WHAT YOU ARE ASKED TO DO: In the mailing-list header, rewrite the lines from "public inbox for" to "Message-ID: <53655708.8080205@gmail.com> (raw)" with "Help with space" changed to "Help with free space".

-------- DOCUMENT PASSAGE --------

Re: Help with space - Austin S Hemmelgarn

public inbox for linux-btrfs@vger.kernel.org
 help / color / mirror / Atom feed

From: Austin S Hemmelgarn <ahferroin7@gmail.com>
To: Chris Murphy <lists@colorremedies.com>
Cc: Btrfs BTRFS <linux-btrfs@vger.kernel.org>
Subject: Re: Help with space
Date: Sat, 03 May 2014 16:52:24 -0400	[thread overview]
Message-ID: <53655708.8080205@gmail.com> (raw)

-------- EXTRACTED INFORMATION --------

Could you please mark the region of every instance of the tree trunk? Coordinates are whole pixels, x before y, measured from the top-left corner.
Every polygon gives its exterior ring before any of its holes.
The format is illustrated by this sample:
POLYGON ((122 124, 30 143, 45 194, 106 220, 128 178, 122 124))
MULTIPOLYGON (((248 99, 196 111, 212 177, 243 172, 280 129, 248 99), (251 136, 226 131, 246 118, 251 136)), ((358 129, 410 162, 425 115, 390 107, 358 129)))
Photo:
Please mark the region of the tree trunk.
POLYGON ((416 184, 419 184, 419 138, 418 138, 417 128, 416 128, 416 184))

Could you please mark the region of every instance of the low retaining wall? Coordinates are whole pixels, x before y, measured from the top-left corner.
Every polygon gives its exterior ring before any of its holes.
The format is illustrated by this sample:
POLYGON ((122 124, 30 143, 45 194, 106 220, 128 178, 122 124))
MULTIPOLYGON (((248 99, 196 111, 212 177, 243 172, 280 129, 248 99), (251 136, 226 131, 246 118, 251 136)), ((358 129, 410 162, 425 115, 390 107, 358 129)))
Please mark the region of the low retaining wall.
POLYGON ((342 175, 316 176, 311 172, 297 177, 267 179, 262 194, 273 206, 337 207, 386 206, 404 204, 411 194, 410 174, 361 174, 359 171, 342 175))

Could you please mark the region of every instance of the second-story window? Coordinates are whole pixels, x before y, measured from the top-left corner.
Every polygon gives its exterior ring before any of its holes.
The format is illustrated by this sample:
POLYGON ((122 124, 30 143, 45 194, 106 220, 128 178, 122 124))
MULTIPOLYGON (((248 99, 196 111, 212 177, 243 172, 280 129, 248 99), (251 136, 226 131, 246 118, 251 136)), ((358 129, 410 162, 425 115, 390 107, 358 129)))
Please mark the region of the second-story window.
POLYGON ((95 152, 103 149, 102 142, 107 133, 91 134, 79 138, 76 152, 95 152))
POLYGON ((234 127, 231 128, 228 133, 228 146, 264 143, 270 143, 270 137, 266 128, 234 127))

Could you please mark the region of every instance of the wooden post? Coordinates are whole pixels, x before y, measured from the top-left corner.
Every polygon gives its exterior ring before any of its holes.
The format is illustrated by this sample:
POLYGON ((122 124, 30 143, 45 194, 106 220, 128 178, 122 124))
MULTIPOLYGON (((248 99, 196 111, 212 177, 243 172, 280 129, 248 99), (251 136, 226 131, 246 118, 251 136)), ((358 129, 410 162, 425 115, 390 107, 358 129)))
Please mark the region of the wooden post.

--------

EXERCISE OUTPUT:
public inbox for linux-btrfs@vger.kernel.org
 help / color / mirror / Atom feed

From: Austin S Hemmelgarn <ahferroin7@gmail.com>
To: Chris Murphy <lists@colorremedies.com>
Cc: Btrfs BTRFS <linux-btrfs@vger.kernel.org>
Subject: Re: Help with free space
Date: Sat, 03 May 2014 16:52:24 -0400	[thread overview]
Message-ID: <53655708.8080205@gmail.com> (raw)